Your objective: Copy the records starting at the line that contains "For every instance of the sidewalk" and ending at the last line of the records, requests included, and multiply every point coordinate in the answers by 1.65, rounding each to a whole number with halves going up.

+ + + + +

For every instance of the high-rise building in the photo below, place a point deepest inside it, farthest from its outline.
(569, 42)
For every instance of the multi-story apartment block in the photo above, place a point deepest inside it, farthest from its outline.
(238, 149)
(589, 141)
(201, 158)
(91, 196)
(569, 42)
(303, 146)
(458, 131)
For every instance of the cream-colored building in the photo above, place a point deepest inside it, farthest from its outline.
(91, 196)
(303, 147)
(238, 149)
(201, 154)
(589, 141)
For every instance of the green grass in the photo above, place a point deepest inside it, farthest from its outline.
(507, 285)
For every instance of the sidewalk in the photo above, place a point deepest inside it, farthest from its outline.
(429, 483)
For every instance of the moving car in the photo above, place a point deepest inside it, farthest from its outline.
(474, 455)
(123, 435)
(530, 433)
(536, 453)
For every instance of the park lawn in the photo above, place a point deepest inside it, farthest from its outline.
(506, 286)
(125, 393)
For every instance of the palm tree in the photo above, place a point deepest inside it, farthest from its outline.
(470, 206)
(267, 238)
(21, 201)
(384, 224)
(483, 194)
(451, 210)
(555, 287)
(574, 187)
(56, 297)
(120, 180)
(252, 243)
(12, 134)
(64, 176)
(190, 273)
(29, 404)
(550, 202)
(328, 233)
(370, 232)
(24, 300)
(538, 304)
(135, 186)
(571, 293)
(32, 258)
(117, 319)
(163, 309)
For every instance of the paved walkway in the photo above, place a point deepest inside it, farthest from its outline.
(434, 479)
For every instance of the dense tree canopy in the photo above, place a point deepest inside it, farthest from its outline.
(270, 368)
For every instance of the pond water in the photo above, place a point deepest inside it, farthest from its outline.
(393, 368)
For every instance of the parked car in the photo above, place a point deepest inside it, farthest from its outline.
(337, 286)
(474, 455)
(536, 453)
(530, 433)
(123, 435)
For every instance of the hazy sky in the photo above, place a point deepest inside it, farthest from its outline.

+ + + + +

Task output:
For every instance of the sidewalk in the photo above, place a point deepest inside it, farthest from its outline.
(708, 797)
For every instance of the moving car in the photo above, place a point deepest inside it, farthest from its outline.
(782, 751)
(203, 718)
(875, 714)
(884, 747)
For every instance of the park lawn in the photo above, place a point deepest inside it, farthest from its outline.
(835, 472)
(206, 648)
For every instance of the palm tree in the photo above, place a point deepest inside it, farthest from its outline.
(776, 340)
(441, 393)
(35, 332)
(634, 370)
(797, 320)
(744, 347)
(916, 474)
(947, 309)
(92, 490)
(198, 297)
(416, 401)
(20, 221)
(106, 290)
(314, 450)
(48, 667)
(908, 333)
(541, 384)
(611, 383)
(40, 495)
(888, 502)
(223, 307)
(942, 483)
(53, 426)
(193, 526)
(269, 510)
For every instance of the paved walkway in the photo above, place a point deepest inside it, farthest from its outline.
(716, 790)
For every instance of the dense tree canopy in the photo above, place a point deepest inside it, farthest from its outline.
(446, 607)
For every instance of the pond water in the photo above, place a point deepest inside it, farthest from its outline.
(648, 607)
For every instance of the parked car in the photo above, place a point deepest inside it, farthest from its outline.
(556, 472)
(782, 751)
(884, 747)
(875, 714)
(203, 718)
For every instance of the hazy sky in the photo above, place a point deepest inside it, farthest from its outline.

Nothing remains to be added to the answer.